Thursday, December 24, 2009

You Read This Sh**?!?!

Before I launch into the whirlwind chaos that is family time,  I have to throw a shout out. Apparently someone reads this Wahine nonsense, someone other than me on the occasional spell check read through (operative word here being occasional) I know this because I am now getting dysfunctional love/hate mail..and not just from Megs anymore. So I'm back on the Wahine. Merry Christmas. Not that it would help but I do have a very good excuse.

I used to at the station during normal human hours...8 ish to 6 ish. Than an opportunity opened for my old shift schedule having me at work by 4:30 am, yes that's am, and I jumped on it. I am one in 100,000 people who love being up before the God herself. Still intend on doing the family tree...but I know this much there's some farmer blood somewhere...just look at these shoulders..linebackers weep at their awesomeness.

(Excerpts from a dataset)
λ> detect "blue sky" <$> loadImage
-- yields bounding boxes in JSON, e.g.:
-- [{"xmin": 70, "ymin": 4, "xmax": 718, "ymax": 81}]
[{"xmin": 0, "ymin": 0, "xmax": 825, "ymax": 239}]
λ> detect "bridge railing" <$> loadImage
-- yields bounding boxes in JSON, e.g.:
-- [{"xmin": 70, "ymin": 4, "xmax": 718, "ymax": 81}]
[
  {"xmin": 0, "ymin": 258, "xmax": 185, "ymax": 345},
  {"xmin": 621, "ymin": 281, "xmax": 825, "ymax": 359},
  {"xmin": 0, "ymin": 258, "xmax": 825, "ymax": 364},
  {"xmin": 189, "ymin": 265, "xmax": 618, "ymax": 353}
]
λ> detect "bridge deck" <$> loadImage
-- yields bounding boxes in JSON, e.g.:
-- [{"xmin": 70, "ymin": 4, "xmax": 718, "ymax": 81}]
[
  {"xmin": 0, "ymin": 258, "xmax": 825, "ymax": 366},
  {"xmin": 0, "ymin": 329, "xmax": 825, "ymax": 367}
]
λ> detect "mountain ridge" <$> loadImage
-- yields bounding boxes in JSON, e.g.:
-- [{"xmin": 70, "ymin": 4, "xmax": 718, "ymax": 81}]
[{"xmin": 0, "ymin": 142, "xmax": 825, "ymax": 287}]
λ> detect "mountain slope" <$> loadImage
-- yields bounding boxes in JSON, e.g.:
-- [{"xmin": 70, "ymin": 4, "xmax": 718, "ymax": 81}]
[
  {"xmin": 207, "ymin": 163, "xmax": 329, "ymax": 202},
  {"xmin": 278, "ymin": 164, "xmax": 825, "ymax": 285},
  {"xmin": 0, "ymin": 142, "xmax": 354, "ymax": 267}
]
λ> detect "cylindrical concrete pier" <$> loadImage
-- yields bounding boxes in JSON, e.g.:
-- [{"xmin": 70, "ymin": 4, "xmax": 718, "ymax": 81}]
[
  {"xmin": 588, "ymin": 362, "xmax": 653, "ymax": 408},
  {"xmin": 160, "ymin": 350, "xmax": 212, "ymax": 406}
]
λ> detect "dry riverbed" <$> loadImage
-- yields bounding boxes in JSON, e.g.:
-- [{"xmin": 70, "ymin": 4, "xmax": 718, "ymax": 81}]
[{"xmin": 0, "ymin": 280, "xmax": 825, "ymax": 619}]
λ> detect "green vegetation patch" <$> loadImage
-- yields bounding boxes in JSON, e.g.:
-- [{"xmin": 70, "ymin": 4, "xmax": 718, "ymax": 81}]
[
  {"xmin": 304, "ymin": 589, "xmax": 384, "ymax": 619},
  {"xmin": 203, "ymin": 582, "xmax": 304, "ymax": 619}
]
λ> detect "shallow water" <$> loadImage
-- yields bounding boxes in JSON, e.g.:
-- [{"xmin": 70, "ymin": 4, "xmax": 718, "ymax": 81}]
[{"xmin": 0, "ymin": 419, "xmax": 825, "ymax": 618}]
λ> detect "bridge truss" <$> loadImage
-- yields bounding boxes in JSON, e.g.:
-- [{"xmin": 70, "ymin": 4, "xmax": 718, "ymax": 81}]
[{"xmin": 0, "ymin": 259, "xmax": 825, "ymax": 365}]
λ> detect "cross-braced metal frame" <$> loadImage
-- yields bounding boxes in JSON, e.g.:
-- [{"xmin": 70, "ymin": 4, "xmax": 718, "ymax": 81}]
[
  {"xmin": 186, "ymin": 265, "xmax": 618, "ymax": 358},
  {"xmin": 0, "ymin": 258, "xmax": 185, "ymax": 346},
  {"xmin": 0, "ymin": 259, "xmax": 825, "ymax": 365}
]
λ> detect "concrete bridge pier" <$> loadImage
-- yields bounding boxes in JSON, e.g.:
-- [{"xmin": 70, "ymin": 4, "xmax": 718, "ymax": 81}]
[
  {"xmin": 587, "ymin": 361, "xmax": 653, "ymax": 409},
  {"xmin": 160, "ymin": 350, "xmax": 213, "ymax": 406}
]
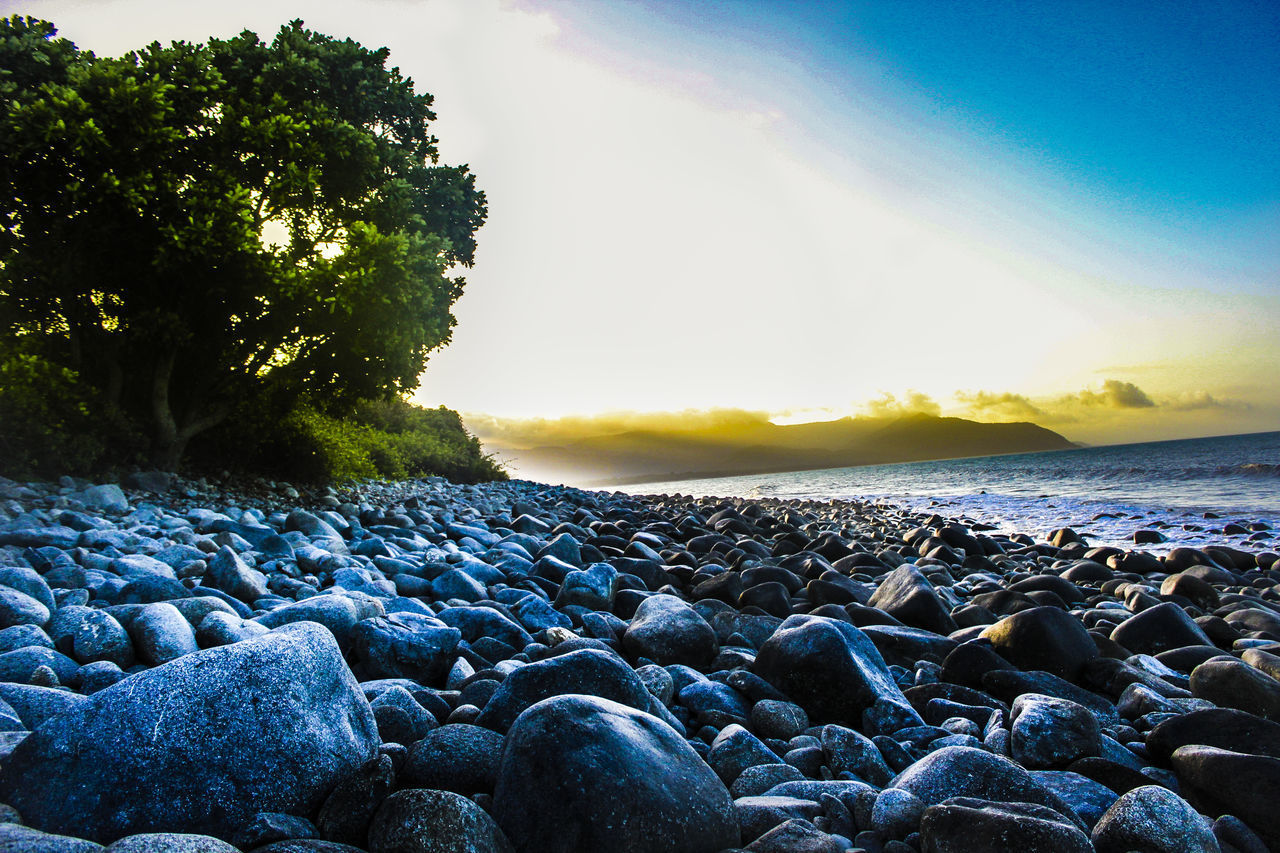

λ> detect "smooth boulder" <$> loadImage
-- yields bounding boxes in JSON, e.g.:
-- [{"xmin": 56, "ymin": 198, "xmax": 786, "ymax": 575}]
[
  {"xmin": 753, "ymin": 615, "xmax": 923, "ymax": 730},
  {"xmin": 493, "ymin": 695, "xmax": 739, "ymax": 853},
  {"xmin": 0, "ymin": 625, "xmax": 379, "ymax": 843}
]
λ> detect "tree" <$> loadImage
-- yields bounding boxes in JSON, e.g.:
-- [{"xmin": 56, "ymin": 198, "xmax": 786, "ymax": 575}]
[{"xmin": 0, "ymin": 17, "xmax": 486, "ymax": 469}]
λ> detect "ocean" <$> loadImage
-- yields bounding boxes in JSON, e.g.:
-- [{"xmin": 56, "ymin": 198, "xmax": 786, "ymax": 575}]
[{"xmin": 617, "ymin": 432, "xmax": 1280, "ymax": 553}]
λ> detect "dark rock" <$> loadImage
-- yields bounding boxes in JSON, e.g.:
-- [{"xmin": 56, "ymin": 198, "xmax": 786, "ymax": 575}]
[
  {"xmin": 351, "ymin": 613, "xmax": 462, "ymax": 684},
  {"xmin": 1111, "ymin": 601, "xmax": 1212, "ymax": 654},
  {"xmin": 232, "ymin": 812, "xmax": 316, "ymax": 850},
  {"xmin": 892, "ymin": 747, "xmax": 1079, "ymax": 824},
  {"xmin": 980, "ymin": 607, "xmax": 1098, "ymax": 681},
  {"xmin": 1172, "ymin": 745, "xmax": 1280, "ymax": 850},
  {"xmin": 753, "ymin": 616, "xmax": 922, "ymax": 729},
  {"xmin": 0, "ymin": 824, "xmax": 106, "ymax": 853},
  {"xmin": 746, "ymin": 818, "xmax": 845, "ymax": 853},
  {"xmin": 1010, "ymin": 693, "xmax": 1102, "ymax": 768},
  {"xmin": 707, "ymin": 725, "xmax": 778, "ymax": 785},
  {"xmin": 401, "ymin": 724, "xmax": 503, "ymax": 794},
  {"xmin": 129, "ymin": 603, "xmax": 200, "ymax": 666},
  {"xmin": 622, "ymin": 594, "xmax": 719, "ymax": 666},
  {"xmin": 920, "ymin": 797, "xmax": 1093, "ymax": 853},
  {"xmin": 106, "ymin": 833, "xmax": 237, "ymax": 853},
  {"xmin": 1093, "ymin": 785, "xmax": 1219, "ymax": 853},
  {"xmin": 1192, "ymin": 657, "xmax": 1280, "ymax": 721},
  {"xmin": 476, "ymin": 649, "xmax": 653, "ymax": 727},
  {"xmin": 868, "ymin": 564, "xmax": 956, "ymax": 634},
  {"xmin": 369, "ymin": 789, "xmax": 512, "ymax": 853},
  {"xmin": 316, "ymin": 754, "xmax": 396, "ymax": 847},
  {"xmin": 1147, "ymin": 708, "xmax": 1280, "ymax": 761},
  {"xmin": 493, "ymin": 696, "xmax": 739, "ymax": 853},
  {"xmin": 1032, "ymin": 770, "xmax": 1119, "ymax": 831},
  {"xmin": 201, "ymin": 546, "xmax": 268, "ymax": 605},
  {"xmin": 0, "ymin": 625, "xmax": 378, "ymax": 840}
]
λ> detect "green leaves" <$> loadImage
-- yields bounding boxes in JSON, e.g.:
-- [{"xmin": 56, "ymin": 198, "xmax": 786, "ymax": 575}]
[{"xmin": 0, "ymin": 17, "xmax": 486, "ymax": 468}]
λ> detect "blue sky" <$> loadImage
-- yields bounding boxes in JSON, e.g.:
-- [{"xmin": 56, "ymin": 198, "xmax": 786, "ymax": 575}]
[
  {"xmin": 547, "ymin": 0, "xmax": 1280, "ymax": 281},
  {"xmin": 17, "ymin": 0, "xmax": 1280, "ymax": 443}
]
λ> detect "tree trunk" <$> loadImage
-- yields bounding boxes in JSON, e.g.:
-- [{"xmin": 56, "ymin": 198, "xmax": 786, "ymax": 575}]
[{"xmin": 151, "ymin": 353, "xmax": 230, "ymax": 471}]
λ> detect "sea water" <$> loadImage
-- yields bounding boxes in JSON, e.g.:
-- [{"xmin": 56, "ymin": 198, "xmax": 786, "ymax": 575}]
[{"xmin": 618, "ymin": 432, "xmax": 1280, "ymax": 553}]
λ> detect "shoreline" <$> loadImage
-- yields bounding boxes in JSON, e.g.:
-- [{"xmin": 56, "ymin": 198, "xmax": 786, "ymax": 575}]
[{"xmin": 0, "ymin": 468, "xmax": 1280, "ymax": 853}]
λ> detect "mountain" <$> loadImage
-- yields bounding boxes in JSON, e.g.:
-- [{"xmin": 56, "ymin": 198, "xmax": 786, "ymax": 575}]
[{"xmin": 486, "ymin": 414, "xmax": 1076, "ymax": 485}]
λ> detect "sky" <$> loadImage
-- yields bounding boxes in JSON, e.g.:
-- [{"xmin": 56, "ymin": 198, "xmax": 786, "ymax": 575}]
[{"xmin": 12, "ymin": 0, "xmax": 1280, "ymax": 443}]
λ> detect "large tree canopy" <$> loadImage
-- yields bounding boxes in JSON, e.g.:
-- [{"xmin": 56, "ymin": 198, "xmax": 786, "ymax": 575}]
[{"xmin": 0, "ymin": 17, "xmax": 485, "ymax": 466}]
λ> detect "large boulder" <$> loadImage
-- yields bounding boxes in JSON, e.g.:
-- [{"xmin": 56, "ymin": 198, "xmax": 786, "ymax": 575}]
[
  {"xmin": 753, "ymin": 615, "xmax": 923, "ymax": 729},
  {"xmin": 1172, "ymin": 744, "xmax": 1280, "ymax": 850},
  {"xmin": 0, "ymin": 625, "xmax": 379, "ymax": 843},
  {"xmin": 980, "ymin": 607, "xmax": 1098, "ymax": 681},
  {"xmin": 869, "ymin": 564, "xmax": 956, "ymax": 634},
  {"xmin": 892, "ymin": 747, "xmax": 1084, "ymax": 829},
  {"xmin": 476, "ymin": 648, "xmax": 654, "ymax": 731},
  {"xmin": 1093, "ymin": 785, "xmax": 1220, "ymax": 853},
  {"xmin": 622, "ymin": 594, "xmax": 719, "ymax": 666},
  {"xmin": 493, "ymin": 695, "xmax": 739, "ymax": 853}
]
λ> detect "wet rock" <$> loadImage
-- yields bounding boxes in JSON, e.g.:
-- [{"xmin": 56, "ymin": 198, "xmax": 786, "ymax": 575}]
[
  {"xmin": 892, "ymin": 747, "xmax": 1079, "ymax": 824},
  {"xmin": 1190, "ymin": 658, "xmax": 1280, "ymax": 722},
  {"xmin": 401, "ymin": 724, "xmax": 503, "ymax": 794},
  {"xmin": 920, "ymin": 797, "xmax": 1093, "ymax": 853},
  {"xmin": 476, "ymin": 649, "xmax": 653, "ymax": 727},
  {"xmin": 1171, "ymin": 745, "xmax": 1280, "ymax": 849},
  {"xmin": 622, "ymin": 594, "xmax": 719, "ymax": 666},
  {"xmin": 1093, "ymin": 785, "xmax": 1220, "ymax": 853},
  {"xmin": 753, "ymin": 616, "xmax": 922, "ymax": 729},
  {"xmin": 0, "ymin": 626, "xmax": 378, "ymax": 840},
  {"xmin": 1010, "ymin": 693, "xmax": 1102, "ymax": 768},
  {"xmin": 869, "ymin": 564, "xmax": 956, "ymax": 634},
  {"xmin": 1111, "ymin": 602, "xmax": 1212, "ymax": 654},
  {"xmin": 369, "ymin": 789, "xmax": 513, "ymax": 853},
  {"xmin": 493, "ymin": 695, "xmax": 739, "ymax": 853},
  {"xmin": 980, "ymin": 607, "xmax": 1098, "ymax": 681}
]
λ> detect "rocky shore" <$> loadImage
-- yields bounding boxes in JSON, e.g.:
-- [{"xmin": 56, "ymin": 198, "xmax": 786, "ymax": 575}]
[{"xmin": 0, "ymin": 475, "xmax": 1280, "ymax": 853}]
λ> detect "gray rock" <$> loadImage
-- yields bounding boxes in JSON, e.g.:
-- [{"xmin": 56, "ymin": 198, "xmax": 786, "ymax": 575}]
[
  {"xmin": 369, "ymin": 789, "xmax": 513, "ymax": 853},
  {"xmin": 106, "ymin": 833, "xmax": 238, "ymax": 853},
  {"xmin": 401, "ymin": 722, "xmax": 503, "ymax": 794},
  {"xmin": 822, "ymin": 725, "xmax": 893, "ymax": 788},
  {"xmin": 622, "ymin": 594, "xmax": 719, "ymax": 666},
  {"xmin": 872, "ymin": 788, "xmax": 924, "ymax": 839},
  {"xmin": 129, "ymin": 603, "xmax": 200, "ymax": 666},
  {"xmin": 196, "ymin": 610, "xmax": 270, "ymax": 648},
  {"xmin": 1192, "ymin": 657, "xmax": 1280, "ymax": 722},
  {"xmin": 476, "ymin": 649, "xmax": 653, "ymax": 732},
  {"xmin": 892, "ymin": 747, "xmax": 1083, "ymax": 829},
  {"xmin": 81, "ymin": 483, "xmax": 129, "ymax": 515},
  {"xmin": 493, "ymin": 695, "xmax": 739, "ymax": 853},
  {"xmin": 920, "ymin": 797, "xmax": 1093, "ymax": 853},
  {"xmin": 707, "ymin": 724, "xmax": 778, "ymax": 785},
  {"xmin": 753, "ymin": 615, "xmax": 923, "ymax": 729},
  {"xmin": 1010, "ymin": 693, "xmax": 1102, "ymax": 768},
  {"xmin": 0, "ymin": 824, "xmax": 106, "ymax": 853},
  {"xmin": 201, "ymin": 546, "xmax": 268, "ymax": 605},
  {"xmin": 0, "ymin": 684, "xmax": 86, "ymax": 729},
  {"xmin": 351, "ymin": 613, "xmax": 462, "ymax": 684},
  {"xmin": 253, "ymin": 596, "xmax": 361, "ymax": 649},
  {"xmin": 869, "ymin": 564, "xmax": 956, "ymax": 634},
  {"xmin": 0, "ymin": 566, "xmax": 56, "ymax": 612},
  {"xmin": 72, "ymin": 608, "xmax": 134, "ymax": 669},
  {"xmin": 1032, "ymin": 770, "xmax": 1120, "ymax": 830},
  {"xmin": 1093, "ymin": 785, "xmax": 1220, "ymax": 853},
  {"xmin": 0, "ymin": 625, "xmax": 378, "ymax": 840},
  {"xmin": 979, "ymin": 607, "xmax": 1098, "ymax": 681},
  {"xmin": 0, "ymin": 587, "xmax": 50, "ymax": 628}
]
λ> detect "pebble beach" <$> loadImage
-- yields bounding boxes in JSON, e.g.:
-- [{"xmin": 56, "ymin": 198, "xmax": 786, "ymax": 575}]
[{"xmin": 0, "ymin": 473, "xmax": 1280, "ymax": 853}]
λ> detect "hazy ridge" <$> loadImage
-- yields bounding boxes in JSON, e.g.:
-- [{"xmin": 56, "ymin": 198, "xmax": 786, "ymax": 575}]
[{"xmin": 486, "ymin": 414, "xmax": 1078, "ymax": 484}]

# QUESTIONS ON THE MATERIAL
**1)** Answer these questions using the blog post above:
(a) What day and date appear at the top of the blog post?
(b) By what time does the old shift schedule have the writer at work?
(c) Who is named as the earlier sole sender of the love/hate mail?
**2)** Using the blog post above, state whether each statement agrees with it. Answer yes or no, and quote the words that decide it.
(a) The writer kept the normal schedule of roughly 8 to 6.
(b) The writer has already finished the family tree.
(c) The writer claims to be one of very few people who love getting up early.
**3)** Carry the blog post forward from its final sentence, in the same voice.

# RESULTS BY TASK
**1)**
(a) Thursday, December 24, 2009
(b) 4:30 am
(c) Megs

**2)**
(a) No: "Than an opportunity opened for my old shift schedule having me at work by 4:30 am, yes that's am, and I jumped on it."
(b) No: "Still intend on doing the family tree"
(c) Yes: "I am one in 100,000 people who love being up before the God herself."

**3)**
So with the new schedule and a few new responsibilities on the plate at work, plus the holidays (and I know you all know what a headache that can be), and all the orchestration that takes, my usual 4 hours sleep schedule evaporated. In the words of 2009 - cuts had to be made and the Wahine has been dieting.  Time to plump her back up. She is a bodacious babe after all.

In the three days I've been home I've had 4 people come up and ask if I was ok. Dear Doc - no need to check the vitals - can you just run a diagnostic on the blog and save us both an hour?  I'm great ya'll and had I known you were voluntarily reading these shenanigans - I would have set the alarm an hour earlier for you. Megs- you win. And the rest of yous...thank you. This one's for you.  I will figure it back into the routine. Love Jen. Now on to the adventure that is my pilgrimage west.